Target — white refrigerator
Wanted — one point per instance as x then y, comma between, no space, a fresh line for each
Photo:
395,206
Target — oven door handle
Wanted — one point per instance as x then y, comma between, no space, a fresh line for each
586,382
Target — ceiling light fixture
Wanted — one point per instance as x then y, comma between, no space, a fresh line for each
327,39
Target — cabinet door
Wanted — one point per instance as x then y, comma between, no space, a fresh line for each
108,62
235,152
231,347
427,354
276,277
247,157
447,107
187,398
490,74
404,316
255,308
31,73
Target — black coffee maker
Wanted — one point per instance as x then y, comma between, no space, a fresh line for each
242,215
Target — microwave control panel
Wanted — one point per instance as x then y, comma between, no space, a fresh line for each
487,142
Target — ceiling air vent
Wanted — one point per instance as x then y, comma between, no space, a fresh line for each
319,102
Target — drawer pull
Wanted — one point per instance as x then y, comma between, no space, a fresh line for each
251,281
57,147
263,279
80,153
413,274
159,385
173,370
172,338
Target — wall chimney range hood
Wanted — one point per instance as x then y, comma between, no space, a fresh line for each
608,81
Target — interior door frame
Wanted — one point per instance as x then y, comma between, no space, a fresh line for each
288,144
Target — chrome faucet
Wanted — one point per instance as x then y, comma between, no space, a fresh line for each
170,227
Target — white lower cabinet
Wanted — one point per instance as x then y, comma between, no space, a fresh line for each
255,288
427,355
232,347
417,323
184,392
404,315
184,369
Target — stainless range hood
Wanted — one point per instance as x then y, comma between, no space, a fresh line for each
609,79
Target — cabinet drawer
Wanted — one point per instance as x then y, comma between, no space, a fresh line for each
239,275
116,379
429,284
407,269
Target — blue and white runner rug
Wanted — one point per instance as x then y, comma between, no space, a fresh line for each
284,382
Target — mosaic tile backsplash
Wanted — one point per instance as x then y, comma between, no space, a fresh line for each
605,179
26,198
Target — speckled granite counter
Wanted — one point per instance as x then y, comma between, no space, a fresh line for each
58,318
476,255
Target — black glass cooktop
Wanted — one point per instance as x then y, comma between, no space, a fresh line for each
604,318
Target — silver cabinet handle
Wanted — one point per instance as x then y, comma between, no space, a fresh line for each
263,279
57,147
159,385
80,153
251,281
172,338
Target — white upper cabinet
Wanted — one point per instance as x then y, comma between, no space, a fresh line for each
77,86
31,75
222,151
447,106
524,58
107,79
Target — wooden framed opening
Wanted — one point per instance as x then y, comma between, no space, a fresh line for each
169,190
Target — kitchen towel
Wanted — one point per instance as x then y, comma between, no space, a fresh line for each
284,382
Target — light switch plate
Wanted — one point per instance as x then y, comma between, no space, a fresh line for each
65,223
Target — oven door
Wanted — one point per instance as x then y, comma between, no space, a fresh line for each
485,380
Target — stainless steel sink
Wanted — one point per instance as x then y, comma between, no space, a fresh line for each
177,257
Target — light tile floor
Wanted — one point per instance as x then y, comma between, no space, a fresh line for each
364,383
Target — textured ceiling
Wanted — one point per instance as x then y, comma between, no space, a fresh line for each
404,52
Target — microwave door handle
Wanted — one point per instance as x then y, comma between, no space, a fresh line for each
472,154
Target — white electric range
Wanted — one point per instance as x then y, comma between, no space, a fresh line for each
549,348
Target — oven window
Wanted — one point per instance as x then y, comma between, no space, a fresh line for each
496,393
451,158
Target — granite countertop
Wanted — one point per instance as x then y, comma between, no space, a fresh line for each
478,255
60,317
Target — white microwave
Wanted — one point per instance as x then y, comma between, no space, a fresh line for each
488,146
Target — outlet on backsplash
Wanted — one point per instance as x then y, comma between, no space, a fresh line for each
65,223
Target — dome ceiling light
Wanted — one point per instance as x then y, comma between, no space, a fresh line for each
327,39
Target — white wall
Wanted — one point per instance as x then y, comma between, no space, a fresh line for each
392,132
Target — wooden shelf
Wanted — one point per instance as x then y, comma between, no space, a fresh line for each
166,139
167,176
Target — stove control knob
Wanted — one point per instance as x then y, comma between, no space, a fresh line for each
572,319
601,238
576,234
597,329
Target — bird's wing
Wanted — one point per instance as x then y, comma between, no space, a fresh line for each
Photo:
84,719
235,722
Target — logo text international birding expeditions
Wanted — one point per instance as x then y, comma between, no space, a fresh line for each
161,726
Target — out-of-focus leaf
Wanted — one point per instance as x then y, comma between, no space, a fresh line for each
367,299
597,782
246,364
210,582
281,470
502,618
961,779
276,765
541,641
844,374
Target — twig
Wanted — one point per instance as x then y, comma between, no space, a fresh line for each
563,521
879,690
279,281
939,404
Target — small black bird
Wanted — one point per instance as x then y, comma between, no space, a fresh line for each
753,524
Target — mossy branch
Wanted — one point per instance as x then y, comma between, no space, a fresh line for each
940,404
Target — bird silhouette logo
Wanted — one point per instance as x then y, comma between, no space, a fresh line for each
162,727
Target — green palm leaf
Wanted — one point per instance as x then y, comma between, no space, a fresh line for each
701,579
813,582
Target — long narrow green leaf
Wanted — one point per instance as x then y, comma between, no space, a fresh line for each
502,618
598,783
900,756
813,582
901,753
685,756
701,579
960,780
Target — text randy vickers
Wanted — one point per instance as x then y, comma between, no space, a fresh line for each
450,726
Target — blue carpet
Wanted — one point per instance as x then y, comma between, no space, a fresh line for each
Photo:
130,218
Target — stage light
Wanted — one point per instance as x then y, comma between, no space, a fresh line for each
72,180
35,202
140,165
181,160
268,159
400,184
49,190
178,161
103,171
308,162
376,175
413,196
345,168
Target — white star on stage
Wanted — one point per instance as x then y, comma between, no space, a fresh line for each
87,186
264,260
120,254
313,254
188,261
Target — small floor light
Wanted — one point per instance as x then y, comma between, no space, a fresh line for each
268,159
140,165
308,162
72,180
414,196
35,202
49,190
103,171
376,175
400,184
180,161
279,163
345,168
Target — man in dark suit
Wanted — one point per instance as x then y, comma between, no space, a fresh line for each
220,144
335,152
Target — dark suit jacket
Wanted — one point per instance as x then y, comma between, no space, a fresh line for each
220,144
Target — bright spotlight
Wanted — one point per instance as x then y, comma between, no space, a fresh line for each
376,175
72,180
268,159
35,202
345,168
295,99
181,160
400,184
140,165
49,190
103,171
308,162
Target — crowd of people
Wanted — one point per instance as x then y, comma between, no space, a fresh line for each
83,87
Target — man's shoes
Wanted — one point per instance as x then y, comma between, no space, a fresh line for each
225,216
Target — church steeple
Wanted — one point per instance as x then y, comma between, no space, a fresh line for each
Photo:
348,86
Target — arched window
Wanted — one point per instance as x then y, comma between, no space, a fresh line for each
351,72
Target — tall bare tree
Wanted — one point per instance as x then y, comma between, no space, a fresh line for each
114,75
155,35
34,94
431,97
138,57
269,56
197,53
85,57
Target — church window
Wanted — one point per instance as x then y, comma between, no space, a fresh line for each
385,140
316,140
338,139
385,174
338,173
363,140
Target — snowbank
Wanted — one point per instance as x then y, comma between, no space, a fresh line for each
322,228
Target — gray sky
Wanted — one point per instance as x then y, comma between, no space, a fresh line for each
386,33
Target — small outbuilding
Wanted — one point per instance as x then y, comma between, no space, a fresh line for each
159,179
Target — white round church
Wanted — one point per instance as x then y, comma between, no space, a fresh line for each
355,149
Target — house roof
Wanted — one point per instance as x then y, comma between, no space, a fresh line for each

### REQUIREMENTS
Nothing but the lines from the one with "Target — crowd of people" through the last line should be repeated, each exactly as it stands.

### FINISHED EXERCISE
Target — crowd of people
Wanted — one point per instance as x then y, comma between, no space, a fresh line for each
83,87
Target — man's shoes
Wanted — one point per instance as x then y, comma between, no space, a fresh line for each
225,216
Target — church steeple
Wanted — one point per instance as x then y, comma between, no space, a fresh line for each
Photo:
348,86
Target — arched window
Wanted — one point per instance as x then y, comma between, no space, a fresh line for each
351,72
Target — tall bare tree
Wanted — one point per instance as x then y, comma between, no space, a fresh line for each
114,75
155,35
34,94
431,97
138,57
269,56
197,53
85,57
Target — church window
Wanted — one point per instance as x then y, comma between, no space, a fresh line for each
385,140
316,140
338,139
385,174
338,173
363,140
Target — snowbank
Wanted — one point per instance as x then y, comma between, no space, a fresh line for each
322,228
Target — gray sky
Wanted — one point per instance as x then y, comma between, no space, a fresh line for each
386,33
Target — small outbuilding
Wanted — one point per instance as x then y, comma between, no space, a fresh line for each
159,179
Target — white round church
Wanted — one point per instance as x then y, comma between, no space, a fresh line for each
355,149
Target — house roof
Wanted — one point per instance as x then y, comma between, no space, a fresh line for each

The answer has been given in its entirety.